[Goal] Can you reproduce every entry below word for word, omitting the pictures?

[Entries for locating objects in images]
= = = = = = =
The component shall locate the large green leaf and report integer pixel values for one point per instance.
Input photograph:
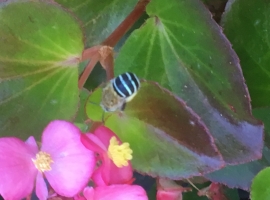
(246, 24)
(40, 45)
(99, 18)
(240, 176)
(183, 49)
(260, 186)
(167, 138)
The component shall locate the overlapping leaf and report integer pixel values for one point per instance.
(40, 45)
(182, 48)
(260, 186)
(167, 138)
(247, 26)
(99, 18)
(240, 176)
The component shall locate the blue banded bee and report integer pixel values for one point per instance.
(118, 91)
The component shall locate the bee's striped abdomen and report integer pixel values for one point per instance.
(125, 85)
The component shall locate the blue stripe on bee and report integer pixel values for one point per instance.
(126, 84)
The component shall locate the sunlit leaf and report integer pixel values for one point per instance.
(40, 47)
(99, 18)
(240, 176)
(167, 138)
(183, 49)
(247, 26)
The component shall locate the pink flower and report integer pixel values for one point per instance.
(169, 190)
(114, 192)
(114, 157)
(62, 159)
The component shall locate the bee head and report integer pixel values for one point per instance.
(111, 101)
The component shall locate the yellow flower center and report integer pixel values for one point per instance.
(43, 161)
(119, 154)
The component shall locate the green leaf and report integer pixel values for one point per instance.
(99, 18)
(40, 46)
(251, 42)
(170, 141)
(260, 185)
(183, 49)
(240, 176)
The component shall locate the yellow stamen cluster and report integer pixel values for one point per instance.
(43, 161)
(119, 154)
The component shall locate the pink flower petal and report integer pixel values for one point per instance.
(105, 134)
(119, 192)
(41, 188)
(109, 174)
(17, 171)
(89, 193)
(73, 164)
(93, 143)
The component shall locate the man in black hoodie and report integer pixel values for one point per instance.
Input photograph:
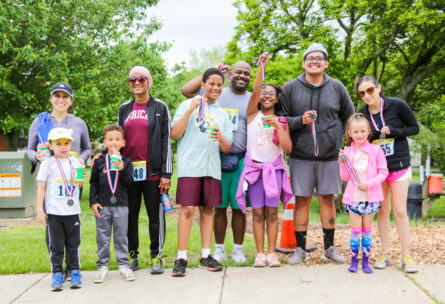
(317, 107)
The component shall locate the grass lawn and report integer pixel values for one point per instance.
(23, 249)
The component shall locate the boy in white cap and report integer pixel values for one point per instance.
(59, 189)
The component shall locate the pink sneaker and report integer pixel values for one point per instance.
(272, 260)
(260, 260)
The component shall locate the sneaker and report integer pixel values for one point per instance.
(260, 260)
(272, 260)
(157, 266)
(408, 265)
(134, 264)
(383, 261)
(67, 276)
(210, 264)
(126, 273)
(298, 256)
(220, 254)
(179, 268)
(57, 281)
(76, 279)
(332, 254)
(238, 255)
(101, 274)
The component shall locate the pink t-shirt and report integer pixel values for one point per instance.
(136, 131)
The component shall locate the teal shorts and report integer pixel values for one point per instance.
(229, 186)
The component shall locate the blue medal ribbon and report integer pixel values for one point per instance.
(116, 178)
(69, 188)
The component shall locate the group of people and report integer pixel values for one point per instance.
(230, 144)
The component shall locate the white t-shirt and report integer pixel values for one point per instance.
(57, 199)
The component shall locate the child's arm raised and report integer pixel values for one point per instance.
(252, 108)
(41, 216)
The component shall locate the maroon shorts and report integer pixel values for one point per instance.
(199, 191)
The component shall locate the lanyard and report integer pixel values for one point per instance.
(314, 136)
(69, 188)
(382, 101)
(351, 171)
(201, 110)
(116, 178)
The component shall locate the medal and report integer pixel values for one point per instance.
(382, 101)
(263, 71)
(113, 186)
(69, 188)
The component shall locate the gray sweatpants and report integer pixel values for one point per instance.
(112, 218)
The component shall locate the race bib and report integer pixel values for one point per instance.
(139, 170)
(386, 144)
(233, 116)
(60, 189)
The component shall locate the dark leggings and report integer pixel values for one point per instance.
(150, 190)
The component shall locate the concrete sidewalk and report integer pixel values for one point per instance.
(287, 284)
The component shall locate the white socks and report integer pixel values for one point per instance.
(182, 254)
(236, 246)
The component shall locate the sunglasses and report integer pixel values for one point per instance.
(316, 59)
(370, 91)
(140, 79)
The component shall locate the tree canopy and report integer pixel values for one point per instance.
(91, 45)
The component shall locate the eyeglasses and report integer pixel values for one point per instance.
(134, 79)
(317, 59)
(370, 91)
(271, 94)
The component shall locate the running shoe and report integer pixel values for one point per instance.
(134, 264)
(101, 274)
(76, 279)
(57, 281)
(383, 261)
(210, 264)
(157, 266)
(238, 255)
(220, 254)
(332, 254)
(179, 268)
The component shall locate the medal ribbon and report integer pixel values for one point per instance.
(382, 101)
(225, 69)
(107, 166)
(314, 136)
(352, 172)
(69, 189)
(262, 66)
(201, 110)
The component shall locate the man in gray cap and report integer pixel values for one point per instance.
(317, 107)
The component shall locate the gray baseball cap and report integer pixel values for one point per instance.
(315, 47)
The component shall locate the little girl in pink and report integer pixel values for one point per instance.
(363, 166)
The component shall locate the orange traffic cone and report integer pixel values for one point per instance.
(288, 242)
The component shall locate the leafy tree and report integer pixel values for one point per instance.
(90, 44)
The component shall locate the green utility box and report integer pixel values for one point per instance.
(17, 186)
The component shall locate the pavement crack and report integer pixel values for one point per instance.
(222, 285)
(29, 287)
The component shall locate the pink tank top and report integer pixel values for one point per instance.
(260, 146)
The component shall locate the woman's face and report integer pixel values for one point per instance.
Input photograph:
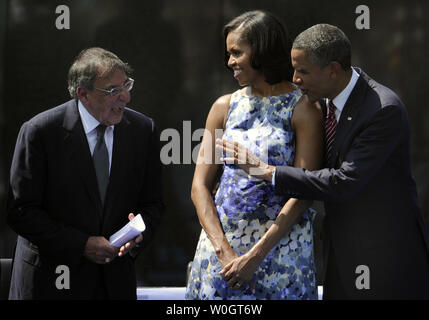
(240, 53)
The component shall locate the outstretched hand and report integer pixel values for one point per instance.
(239, 273)
(246, 160)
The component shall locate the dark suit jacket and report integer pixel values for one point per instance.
(54, 203)
(372, 212)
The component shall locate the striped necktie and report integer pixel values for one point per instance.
(330, 128)
(101, 162)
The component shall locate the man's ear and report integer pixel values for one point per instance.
(82, 94)
(335, 69)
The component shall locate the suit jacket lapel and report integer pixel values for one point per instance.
(348, 115)
(76, 143)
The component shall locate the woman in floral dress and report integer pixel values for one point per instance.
(255, 244)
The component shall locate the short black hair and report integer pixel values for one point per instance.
(324, 43)
(269, 42)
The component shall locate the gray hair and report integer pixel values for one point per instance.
(324, 43)
(90, 64)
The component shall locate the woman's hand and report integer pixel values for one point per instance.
(239, 272)
(246, 160)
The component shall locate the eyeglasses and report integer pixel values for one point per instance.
(117, 90)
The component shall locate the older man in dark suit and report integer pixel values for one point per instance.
(378, 243)
(80, 171)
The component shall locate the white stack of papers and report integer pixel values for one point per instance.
(131, 230)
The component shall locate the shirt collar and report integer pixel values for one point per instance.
(340, 100)
(88, 121)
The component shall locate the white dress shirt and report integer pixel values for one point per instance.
(339, 102)
(90, 125)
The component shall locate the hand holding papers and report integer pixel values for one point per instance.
(131, 230)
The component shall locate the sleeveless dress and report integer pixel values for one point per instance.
(247, 207)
= = = = = = =
[Solution for this task]
The component shall locate the large green leaf and report integer pixel values for one point per instance.
Input photograph:
(246, 24)
(40, 45)
(99, 18)
(240, 176)
(183, 49)
(260, 186)
(167, 138)
The component shall locate the overlapping leaf and report integer pixel values for one point per instance.
(40, 45)
(182, 48)
(260, 186)
(167, 138)
(247, 26)
(99, 18)
(240, 176)
The component shall locate the blue banded bee and report integer pixel values for one point per instance.
(118, 91)
The component shall locate the bee's striped abdomen and report integer pixel values for one point per instance.
(125, 85)
The component shall locate the blue stripe on bee and report integer pixel values for one point per instance.
(126, 84)
The component shall locate the sunlit leaf and report integer pixel values for one point per instance.
(40, 47)
(99, 18)
(240, 176)
(167, 138)
(183, 49)
(247, 26)
The component shall locate the pink flower and report integer pixel values for one point per instance.
(169, 190)
(114, 192)
(114, 157)
(62, 159)
The component shall locate the bee head and report integer pixel values for one point per instance.
(111, 101)
The component shall locate the yellow flower center and report integer pixel values for one point per instance.
(43, 161)
(119, 154)
The component shall locate the green leaf and report integer pixel values for one point per instance.
(99, 18)
(40, 46)
(251, 42)
(170, 141)
(260, 185)
(183, 49)
(240, 176)
The component shall locate the yellow stamen cluster and report integer pixel values for one point per instance.
(43, 161)
(119, 154)
The component shall locate the pink flower petal and report integer pixel values for one point per instance.
(105, 134)
(119, 192)
(41, 188)
(109, 174)
(17, 171)
(89, 193)
(73, 164)
(93, 143)
The component shall locate the man in black hoodie and report integer pixel values for one point per instance.
Input photograph:
(317, 107)
The component shall locate the grass lawn and report integer pixel values for one point per instance.
(23, 249)
The component shall locate the boy in white cap and report integer pixel values for one point per instance.
(59, 189)
The component shall locate the pink sneaker and report integer pixel values for one point per instance.
(272, 260)
(260, 260)
The component shall locate the sneaker and report integer pixel values for one point per instance.
(260, 260)
(272, 260)
(157, 266)
(408, 265)
(134, 264)
(383, 261)
(67, 276)
(210, 264)
(126, 273)
(298, 256)
(220, 254)
(179, 268)
(57, 281)
(76, 279)
(332, 254)
(238, 255)
(101, 274)
The component shall locate the pink t-shirt and report integer pixel values for one point per instance.
(136, 131)
The component shall locate the teal shorts and report integer pixel values for one point per instance.
(229, 186)
The component shall locate the blue medal ribbon and report integer pixel values for one point per instance.
(116, 178)
(69, 188)
The component shall locate the group of people and report integer pixel values for one point per instance.
(230, 144)
The component shall locate the white t-shirt and report integer pixel values for one point per instance.
(57, 199)
The component shall locate the child's arm raised and report integer pixel values for one point per instance.
(252, 108)
(41, 216)
The component shall locate the maroon shorts and report integer pixel values for one point per instance.
(199, 191)
The component shall locate the lanyard and report integer pixel values for one point per instance.
(314, 136)
(69, 188)
(382, 101)
(351, 171)
(201, 110)
(116, 178)
The component shall locate the medal and report integer pixel values for one point per instance.
(382, 101)
(263, 71)
(113, 186)
(69, 188)
The component shall locate the gray sweatpants and report integer pixel values for one point per instance.
(112, 218)
The component shall locate the race bib and report integer pixel values for one point per instance.
(139, 170)
(386, 144)
(233, 116)
(60, 189)
The component shall locate the dark leggings and report integer pixel values for one point per instance.
(150, 190)
The component shall locate the concrete sidewalk and report integer pixel values for one point per instance.
(287, 284)
The component shall locate the white socks and report integer pixel values for one point per instance.
(182, 254)
(236, 246)
The component shall locate the sunglasses and report integer pixel values for one point per instance.
(316, 59)
(370, 91)
(140, 79)
The component shall locate the tree canopy and report integer pixel values for one point per instance.
(91, 45)
The component shall locate the eyeglasses and report integer pixel values for one point per instance.
(134, 79)
(317, 59)
(370, 91)
(271, 94)
The component shall locate the running shoe and report integer pixel values for one point per instance.
(134, 264)
(101, 274)
(76, 279)
(57, 281)
(383, 261)
(210, 264)
(157, 266)
(238, 255)
(220, 254)
(332, 254)
(179, 268)
The component shall locate the medal ribbon and report integer pixel values for one point per instance.
(382, 101)
(225, 69)
(107, 166)
(314, 136)
(352, 172)
(69, 189)
(262, 66)
(201, 110)
The component shall locate the man in gray cap and report integer pixel values for one point per instance.
(317, 107)
The component shall locate the gray baseball cap and report integer pixel values for one point per instance.
(315, 47)
The component shall locate the little girl in pink and report integer pixel values for one point per instance.
(363, 166)
The component shall locate the orange traffic cone and report integer pixel values for one point per instance.
(288, 242)
The component shall locate the leafy tree and report integer pixel values for one point per instance.
(90, 44)
The component shall locate the green utility box and report integer pixel values for one point per instance.
(17, 186)
The component shall locate the pavement crack and report integer pixel values for one point per instance.
(222, 285)
(29, 287)
The component shall locate the pink tank top and report integer pixel values for one point per instance.
(260, 146)
The component shall locate the woman's face and report integer pixel values for one point per instance.
Input photograph:
(240, 53)
The component shall locate the outstretched hand and report integer pixel values for one point per instance.
(239, 273)
(246, 160)
The component shall locate the dark suit jacket and report integer pixel values for one point per instance.
(54, 203)
(372, 212)
The component shall locate the striped necktie and report integer pixel values for one point per instance.
(330, 128)
(101, 162)
The component shall locate the man's ear and report integer pixel values for one point per instance.
(82, 94)
(335, 69)
The component shall locate the suit jacket lapel and report integer pixel values for one point per instance.
(348, 115)
(76, 143)
The component shall locate the woman in floral dress and report integer pixel values for one point per instance.
(255, 244)
The component shall locate the short black hair and report integer pixel values for one point per instance.
(324, 43)
(269, 42)
The component shall locate the gray hair and report integer pixel values for one point per instance.
(324, 43)
(90, 64)
The component shall locate the woman's hand and report integer pixel values for one point per instance.
(239, 272)
(246, 160)
The component shall locate the eyeglasses and report integer pixel values for one point per instance.
(117, 90)
The component shall locate the older man in dark suit and report integer pixel values for one point per instance.
(378, 243)
(80, 171)
The component shall locate the white stack of papers and report integer pixel values for one point per instance.
(131, 230)
The component shall locate the shirt collar and report integer pixel values for one point per instance.
(340, 100)
(88, 121)
The component shall locate the white dress shirt and report integer pixel values for one point per instance.
(339, 102)
(90, 125)
The component shall locate the hand holding papers and report integer pixel values for one point per instance.
(131, 230)
The component shall locate the sleeveless dress and report integer pixel values for one point per instance.
(247, 207)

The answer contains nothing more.